Can you convert every line of the records into a Markdown table with the columns "Row" and "Line", where "Row" numbers each line and blank lines are left out?

§ **Annotation record excerpts**

══════════════════════════════

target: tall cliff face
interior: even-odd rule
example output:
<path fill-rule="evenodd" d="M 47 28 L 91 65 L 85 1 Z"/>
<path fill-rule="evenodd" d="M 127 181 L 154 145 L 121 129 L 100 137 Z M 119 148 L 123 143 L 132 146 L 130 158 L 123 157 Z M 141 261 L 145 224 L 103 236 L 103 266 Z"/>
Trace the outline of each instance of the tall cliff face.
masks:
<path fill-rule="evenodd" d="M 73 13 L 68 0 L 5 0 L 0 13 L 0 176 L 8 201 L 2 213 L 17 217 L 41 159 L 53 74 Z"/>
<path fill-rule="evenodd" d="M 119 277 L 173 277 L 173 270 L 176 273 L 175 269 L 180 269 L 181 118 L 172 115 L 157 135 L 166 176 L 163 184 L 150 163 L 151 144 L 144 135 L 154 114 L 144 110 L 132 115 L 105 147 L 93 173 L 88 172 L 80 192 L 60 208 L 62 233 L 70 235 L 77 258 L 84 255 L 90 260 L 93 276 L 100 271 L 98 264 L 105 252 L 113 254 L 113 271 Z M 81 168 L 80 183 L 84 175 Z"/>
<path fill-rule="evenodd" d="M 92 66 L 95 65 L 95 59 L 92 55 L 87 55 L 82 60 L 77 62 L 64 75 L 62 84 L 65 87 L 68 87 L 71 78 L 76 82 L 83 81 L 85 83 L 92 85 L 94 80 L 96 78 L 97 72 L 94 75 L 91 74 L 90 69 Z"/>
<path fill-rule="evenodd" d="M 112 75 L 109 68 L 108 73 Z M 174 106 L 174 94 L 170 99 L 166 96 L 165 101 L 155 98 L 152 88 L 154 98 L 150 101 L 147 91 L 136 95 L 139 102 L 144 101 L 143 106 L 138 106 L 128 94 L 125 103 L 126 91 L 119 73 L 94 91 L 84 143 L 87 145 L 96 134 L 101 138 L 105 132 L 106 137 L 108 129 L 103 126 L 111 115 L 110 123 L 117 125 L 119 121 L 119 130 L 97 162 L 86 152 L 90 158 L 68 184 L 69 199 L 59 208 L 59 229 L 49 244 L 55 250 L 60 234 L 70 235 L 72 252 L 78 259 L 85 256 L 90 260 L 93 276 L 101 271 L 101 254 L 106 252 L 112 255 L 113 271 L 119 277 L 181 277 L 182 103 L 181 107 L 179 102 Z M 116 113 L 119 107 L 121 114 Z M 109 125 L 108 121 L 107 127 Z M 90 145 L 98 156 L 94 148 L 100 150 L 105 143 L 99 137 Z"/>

══════════════════════════════

§ **Written answer**
| Row | Line |
|---|---|
| 1 | target: tall cliff face |
| 2 | interior: even-odd rule |
| 3 | example output: |
| 4 | <path fill-rule="evenodd" d="M 47 28 L 91 65 L 85 1 Z"/> |
| 5 | <path fill-rule="evenodd" d="M 127 181 L 154 145 L 121 129 L 100 137 Z M 119 148 L 123 143 L 132 146 L 130 158 L 123 157 Z M 141 261 L 145 224 L 103 236 L 103 266 Z"/> |
| 6 | Trace the outline of each instance of the tall cliff face. |
| 7 | masks: |
| 8 | <path fill-rule="evenodd" d="M 73 13 L 68 0 L 5 0 L 0 13 L 0 176 L 8 201 L 2 213 L 17 217 L 41 159 L 53 74 Z"/> |
| 9 | <path fill-rule="evenodd" d="M 119 277 L 173 277 L 173 270 L 176 273 L 175 269 L 180 269 L 181 118 L 172 115 L 157 135 L 166 176 L 163 184 L 150 163 L 151 144 L 144 135 L 154 114 L 144 110 L 132 115 L 105 147 L 93 173 L 88 172 L 80 192 L 60 208 L 62 233 L 70 235 L 77 258 L 84 255 L 90 260 L 93 276 L 100 271 L 98 264 L 105 252 L 113 254 L 113 271 Z M 81 168 L 80 183 L 84 175 Z"/> |
| 10 | <path fill-rule="evenodd" d="M 92 66 L 95 65 L 95 59 L 92 55 L 87 55 L 82 60 L 77 62 L 64 75 L 62 84 L 65 87 L 68 87 L 71 78 L 76 82 L 83 81 L 85 83 L 92 85 L 94 80 L 96 78 L 97 72 L 94 75 L 91 74 L 90 69 Z"/> |
| 11 | <path fill-rule="evenodd" d="M 112 75 L 109 68 L 108 73 Z M 174 106 L 174 94 L 170 99 L 166 96 L 165 101 L 155 98 L 152 88 L 154 98 L 150 101 L 147 91 L 136 95 L 139 102 L 144 101 L 143 106 L 138 106 L 128 94 L 125 103 L 126 91 L 119 73 L 94 91 L 84 143 L 87 145 L 96 134 L 101 138 L 105 132 L 106 137 L 108 129 L 103 126 L 111 115 L 110 123 L 117 125 L 119 121 L 119 130 L 97 162 L 86 152 L 90 158 L 68 184 L 69 199 L 59 208 L 59 229 L 49 244 L 55 250 L 60 234 L 70 235 L 72 252 L 78 259 L 85 256 L 90 260 L 93 276 L 101 271 L 101 254 L 106 252 L 112 255 L 113 271 L 119 277 L 181 277 L 182 103 L 181 107 L 179 102 Z M 116 113 L 119 107 L 121 114 Z M 109 125 L 108 121 L 107 127 Z M 90 145 L 98 156 L 94 148 L 100 150 L 105 143 L 99 137 Z"/> |